_BRIEF_:
The answer must be an exact copy of the entries that follow, with all images removed.

Records excerpted from a collection
[Start of Attachment]

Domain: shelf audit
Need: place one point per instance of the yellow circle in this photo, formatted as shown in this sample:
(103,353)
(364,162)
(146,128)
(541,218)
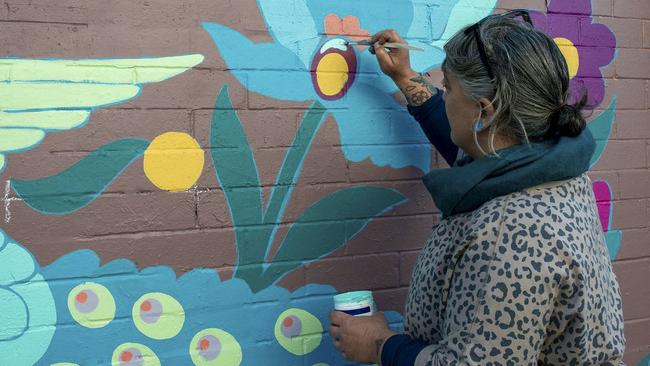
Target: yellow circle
(173,161)
(332,74)
(570,53)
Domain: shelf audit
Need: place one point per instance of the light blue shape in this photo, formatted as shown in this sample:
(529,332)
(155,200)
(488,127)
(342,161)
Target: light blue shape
(16,264)
(27,307)
(382,132)
(281,69)
(601,129)
(266,68)
(613,240)
(13,315)
(291,24)
(208,302)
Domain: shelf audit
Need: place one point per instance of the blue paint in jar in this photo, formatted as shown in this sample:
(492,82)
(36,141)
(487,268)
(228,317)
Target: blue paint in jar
(357,303)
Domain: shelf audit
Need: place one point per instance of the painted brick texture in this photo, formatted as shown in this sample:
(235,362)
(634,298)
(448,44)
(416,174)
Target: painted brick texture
(194,243)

[End of Attachment]

_THE ANSWER_:
Domain: shelf audit
Need: place one point per instance of the yellow circle in this photo, formatted as shown in this sample:
(103,353)
(364,162)
(146,128)
(541,218)
Target: yellow circle
(173,161)
(332,74)
(570,53)
Domain: shelf audit
Need: place one point per instance of the light blue shape in this photo, formatted as shown in this sample:
(529,332)
(155,200)
(488,127)
(342,161)
Target: light blue shape
(16,264)
(27,307)
(382,132)
(281,69)
(601,129)
(266,68)
(613,240)
(13,315)
(291,24)
(208,302)
Domain: shelf audit
Need: place one point per instance of the blue paint in jar in this photo, formatted as shown in this sample:
(492,82)
(36,141)
(487,268)
(228,317)
Target: blue paint in jar
(357,303)
Domain: shelf audit
Need: place one point per instance of the painted brick texture in this photo, formatted as shown in this sample:
(235,362)
(634,298)
(448,44)
(416,174)
Target: painted brick texture
(194,243)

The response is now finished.